WHAT IS REQUIRED:
Repeat the data. Keep each line identical.

■ ■ ■

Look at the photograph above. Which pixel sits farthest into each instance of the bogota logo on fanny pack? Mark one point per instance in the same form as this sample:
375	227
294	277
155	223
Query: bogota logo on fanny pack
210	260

■ ■ ■

SOLUTION FOR THIS PROBLEM:
Look at the photograph above. Which pixel sits farthest into each instance of the bogota logo on fanny pack? Mark one point per instance in the same form as this sample:
375	227
294	277
155	223
Query: bogota logo on fanny pack
210	260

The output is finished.